Shown: posts 1 to 8 of 8. This is the beginning of the thread.
Posted by Pandabear on April 22, 2004, at 21:34:34
I have a question...it is kind of hard for me to ask this but I need some opinions from any women out here...I went to my therapist today who was asking me when the last time it was that I had a physical...and well..it has been a long time. She was asking me because I have been really hurting for the past couple of days and I think I have figured out why but she of course wanted to ask me. I cannot stand doctors..(yet my dad is one) :) Let me rephrase...I like doctors but not doctors with me as their patient..unless it is therapy :) ANYWAY, she said that they could give me a tranquilizer to help me when I went ..and I want this but, im now scared out of my mind. Does ANYONE know of any good tranquilizers I might be able to take ..I know of xanax..im already on Lamictal and seroquel..but if she had asked me to go to the doctor tomorrow there would be NO WAY I could do this. Im so embarressed by this but, I want to know why my options are as far as the diffent medications. If I were to go on a tranquilizer..just for appts...would this seriously get me to a point where I wouldnt care and she could do a physical? Or, would I take the medicine and it not affect me well enough...and she couldnt do one...Im wanting to be at a point where I dont care at all..I hate it that im like this but it really freaks me out. I need help to be able to go through with it. Does anyone know of what kind of tranquilizers there are? Please send me some advice and good comments I need some reasurance..thanks. PB
Posted by rainyday on April 23, 2004, at 11:40:10
In reply to tranquilizers?, posted by Pandabear on April 22, 2004, at 21:34:34
My only experience is from when I worked for a dentist. There were several patients who had to premedicate with valium before getting cleaning or an exam. I think some people who get extremely anxious would take one the night before the appointment (otherwise they wouldn't sleep due to worry), and one the morning of.
Other techniques would be to wear a walkman or a similar device to take your mind off of where you are.
I do think the tranq would reflect some of the findings of a physical - like it might depress your pulse rate or blood pressure, or affect your balance, but I should think an UNDERSTANDING and COMPASSIONATE doctor could take that into consideration.
I would also ask your T if she could recommend such a doctor.
Hope this helps somewhat.
Posted by karen_kay on April 24, 2004, at 13:26:37
In reply to tranquilizers?, posted by Pandabear on April 22, 2004, at 21:34:34
i'm not medication savvy, but i wanted you to know that i'm thinking about you. you can get through this dear. talk to you therapist about various sorts of benzos you can take, such as klonopin, valium, xanax, to help with your anxiety. try to sleep the night before. and reward yourself afterwards, with icecream or something special. you'll do fantastic. and your test results will show that you are healthy as a mule. think positive thoughts dear. those help more than anything.. take care.

### EXERCISE SET
**1)** Set down the passage from the forum thread starting with "Hope this helps" and going on through "anything.. take care.".
**2)** According to the forum thread, which two medications is the first poster already taking?
The data comes from a separate source and has no connection to the forum thread.

### Records from a dataset
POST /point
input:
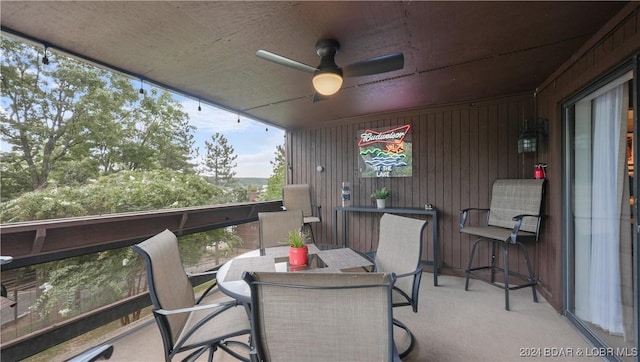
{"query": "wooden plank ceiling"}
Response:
(454, 51)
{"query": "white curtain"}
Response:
(609, 173)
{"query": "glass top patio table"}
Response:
(275, 259)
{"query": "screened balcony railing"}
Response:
(41, 248)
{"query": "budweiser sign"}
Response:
(395, 135)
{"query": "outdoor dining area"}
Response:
(450, 325)
(295, 299)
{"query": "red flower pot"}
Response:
(298, 256)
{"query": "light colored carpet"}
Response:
(451, 325)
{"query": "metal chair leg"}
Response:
(468, 270)
(532, 278)
(406, 352)
(505, 255)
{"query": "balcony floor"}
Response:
(451, 325)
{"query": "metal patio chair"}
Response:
(399, 251)
(321, 316)
(513, 217)
(298, 197)
(184, 324)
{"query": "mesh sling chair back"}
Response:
(513, 217)
(399, 252)
(184, 324)
(321, 316)
(275, 226)
(298, 197)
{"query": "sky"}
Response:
(254, 143)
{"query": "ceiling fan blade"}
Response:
(382, 64)
(317, 97)
(279, 59)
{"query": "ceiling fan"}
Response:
(327, 77)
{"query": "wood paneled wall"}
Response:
(458, 151)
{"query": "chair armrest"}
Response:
(206, 292)
(516, 227)
(318, 213)
(464, 214)
(221, 306)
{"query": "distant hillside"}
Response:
(246, 181)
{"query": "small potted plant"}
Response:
(381, 195)
(298, 251)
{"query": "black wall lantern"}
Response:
(528, 139)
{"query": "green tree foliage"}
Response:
(72, 121)
(277, 178)
(119, 192)
(220, 161)
(79, 284)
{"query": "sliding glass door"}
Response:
(601, 295)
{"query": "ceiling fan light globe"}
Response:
(327, 83)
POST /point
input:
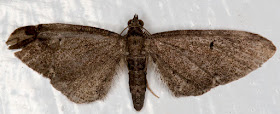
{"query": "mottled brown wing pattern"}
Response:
(191, 62)
(80, 61)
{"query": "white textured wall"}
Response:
(23, 91)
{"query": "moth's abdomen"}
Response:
(137, 80)
(136, 61)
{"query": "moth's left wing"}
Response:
(191, 62)
(79, 60)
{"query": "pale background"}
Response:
(24, 91)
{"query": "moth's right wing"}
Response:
(80, 61)
(191, 62)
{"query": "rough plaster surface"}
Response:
(24, 91)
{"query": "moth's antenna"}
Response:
(123, 30)
(146, 31)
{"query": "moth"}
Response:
(81, 61)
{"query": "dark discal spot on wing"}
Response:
(212, 44)
(80, 61)
(191, 62)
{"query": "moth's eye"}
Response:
(141, 22)
(129, 22)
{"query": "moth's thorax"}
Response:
(135, 40)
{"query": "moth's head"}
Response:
(135, 22)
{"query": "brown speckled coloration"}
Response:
(81, 61)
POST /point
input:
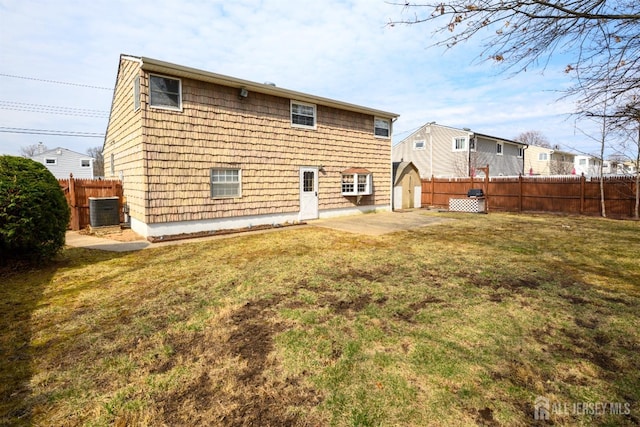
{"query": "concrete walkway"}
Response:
(373, 224)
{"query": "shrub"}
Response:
(33, 211)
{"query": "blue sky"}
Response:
(340, 49)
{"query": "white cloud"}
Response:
(338, 49)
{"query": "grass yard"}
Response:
(461, 323)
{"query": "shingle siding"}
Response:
(166, 156)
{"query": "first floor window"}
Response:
(459, 144)
(303, 115)
(165, 92)
(225, 183)
(356, 183)
(382, 128)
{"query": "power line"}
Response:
(56, 82)
(77, 134)
(51, 109)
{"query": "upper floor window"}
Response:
(460, 143)
(382, 127)
(165, 92)
(303, 115)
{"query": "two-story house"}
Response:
(198, 151)
(443, 151)
(548, 161)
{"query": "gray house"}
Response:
(62, 162)
(443, 151)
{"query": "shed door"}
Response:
(407, 190)
(308, 193)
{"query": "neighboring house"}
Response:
(548, 161)
(62, 162)
(443, 151)
(618, 167)
(587, 165)
(198, 151)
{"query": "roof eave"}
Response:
(154, 65)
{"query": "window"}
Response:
(136, 93)
(165, 92)
(460, 143)
(303, 115)
(225, 183)
(382, 128)
(356, 182)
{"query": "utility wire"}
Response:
(56, 82)
(78, 134)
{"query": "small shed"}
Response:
(407, 186)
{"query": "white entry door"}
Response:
(308, 193)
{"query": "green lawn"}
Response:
(460, 323)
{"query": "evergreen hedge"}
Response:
(33, 211)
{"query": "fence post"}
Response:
(432, 189)
(75, 212)
(582, 184)
(520, 192)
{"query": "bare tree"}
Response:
(598, 37)
(98, 162)
(31, 150)
(533, 137)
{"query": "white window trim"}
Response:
(387, 121)
(236, 196)
(297, 125)
(424, 145)
(166, 107)
(136, 93)
(466, 143)
(368, 188)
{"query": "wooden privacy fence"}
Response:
(78, 191)
(566, 194)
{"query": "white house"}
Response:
(588, 165)
(62, 162)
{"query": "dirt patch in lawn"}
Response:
(247, 394)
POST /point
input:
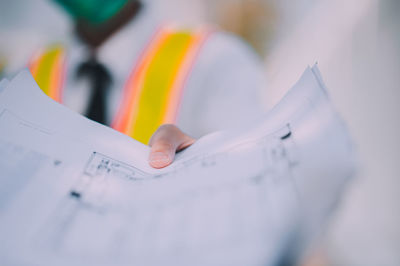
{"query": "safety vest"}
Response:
(154, 89)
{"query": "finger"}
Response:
(165, 142)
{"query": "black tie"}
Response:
(100, 80)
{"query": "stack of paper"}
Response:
(74, 192)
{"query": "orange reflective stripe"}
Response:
(154, 89)
(47, 68)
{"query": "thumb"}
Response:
(165, 142)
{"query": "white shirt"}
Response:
(223, 90)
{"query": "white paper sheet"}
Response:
(74, 192)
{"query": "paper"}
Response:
(74, 192)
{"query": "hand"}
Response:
(165, 142)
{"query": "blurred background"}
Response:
(357, 46)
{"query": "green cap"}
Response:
(93, 11)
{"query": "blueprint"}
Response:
(74, 192)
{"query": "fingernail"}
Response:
(159, 159)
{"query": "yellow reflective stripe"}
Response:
(47, 68)
(154, 90)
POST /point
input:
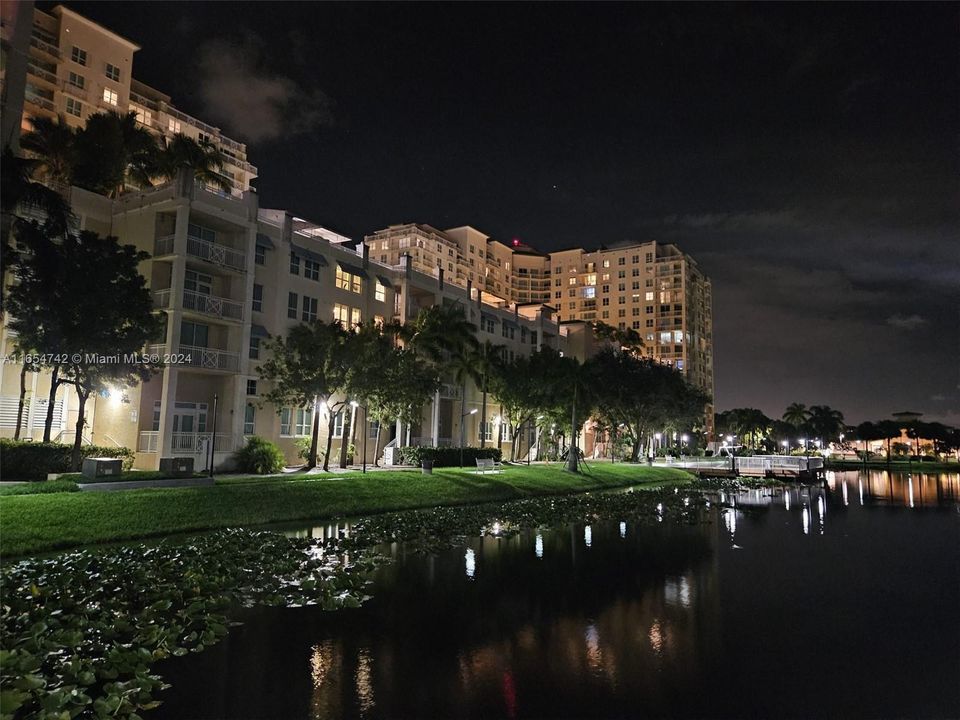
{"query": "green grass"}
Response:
(125, 476)
(43, 522)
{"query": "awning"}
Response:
(352, 269)
(309, 254)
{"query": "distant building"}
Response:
(76, 68)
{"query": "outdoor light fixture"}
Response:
(462, 416)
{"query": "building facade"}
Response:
(76, 68)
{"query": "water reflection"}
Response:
(628, 628)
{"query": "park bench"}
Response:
(485, 465)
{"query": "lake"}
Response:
(786, 602)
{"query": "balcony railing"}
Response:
(185, 443)
(199, 357)
(198, 302)
(209, 358)
(42, 74)
(211, 252)
(72, 89)
(45, 47)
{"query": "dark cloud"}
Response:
(251, 101)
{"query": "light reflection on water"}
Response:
(491, 629)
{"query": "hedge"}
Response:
(34, 461)
(445, 457)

### ANSWERS GIVEN
**1)**
Hope this helps somewhat.
Posted by karen_kay on April 24, 2004, at 13:26:37
In reply to tranquilizers?, posted by Pandabear on April 22, 2004, at 21:34:34
i'm not medication savvy, but i wanted you to know that i'm thinking about you. you can get through this dear. talk to you therapist about various sorts of benzos you can take, such as klonopin, valium, xanax, to help with your anxiety. try to sleep the night before. and reward yourself afterwards, with icecream or something special. you'll do fantastic. and your test results will show that you are healthy as a mule. think positive thoughts dear. those help more than anything.. take care.

**2)** Lamictal and Seroquel.